◆ EXERCISE BRIEF ◆
Change every "photograph" in the records below to "image" and reproduce them with nothing else altered. Leave the pictures out of your output.
◇ ◇ ◇ ◇
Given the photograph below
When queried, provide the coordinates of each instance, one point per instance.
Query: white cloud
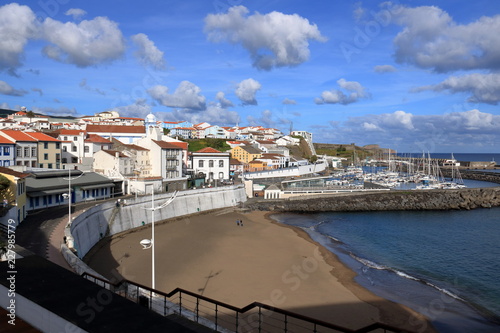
(38, 90)
(186, 96)
(147, 52)
(432, 39)
(484, 88)
(76, 13)
(407, 132)
(384, 69)
(213, 114)
(88, 43)
(246, 91)
(355, 92)
(6, 89)
(140, 109)
(224, 102)
(273, 40)
(17, 26)
(61, 111)
(5, 106)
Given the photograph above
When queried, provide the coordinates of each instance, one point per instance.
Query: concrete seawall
(108, 219)
(393, 200)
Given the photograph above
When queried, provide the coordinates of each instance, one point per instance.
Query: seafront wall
(492, 177)
(391, 200)
(109, 218)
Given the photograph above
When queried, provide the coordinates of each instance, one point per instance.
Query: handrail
◇ ◇ ◇ ◇
◆ RESPONSE BELOW ◆
Given the image below
When queried, provide the coordinates of each instance, one point per instance.
Query: white cloud
(38, 90)
(186, 96)
(147, 52)
(432, 39)
(484, 88)
(76, 13)
(407, 132)
(384, 69)
(213, 114)
(88, 43)
(246, 91)
(355, 92)
(6, 89)
(140, 109)
(224, 102)
(273, 40)
(17, 26)
(61, 111)
(5, 106)
Given the image above
When queried, provide the coordinates of each instance, one point per instance.
Query: concrete seawall
(108, 219)
(393, 200)
Given the image above
When queried, provide the coordinates of each instance, one point per instance.
Query: seafront wall
(492, 177)
(391, 200)
(109, 218)
Given the image above
When queried, provide the coordinates of each instance, one point per instance.
Query: handrail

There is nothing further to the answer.